Task description:
Could you repeat the records below exactly, leaving the pictures out?

######

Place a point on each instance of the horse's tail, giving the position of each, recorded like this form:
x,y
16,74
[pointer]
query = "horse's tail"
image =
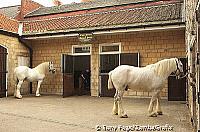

######

Expected answer:
Place a point on each instance of the horse's tail, giving the position of each, recorded like this form:
x,y
16,74
[pointer]
query = "horse's tail"
image =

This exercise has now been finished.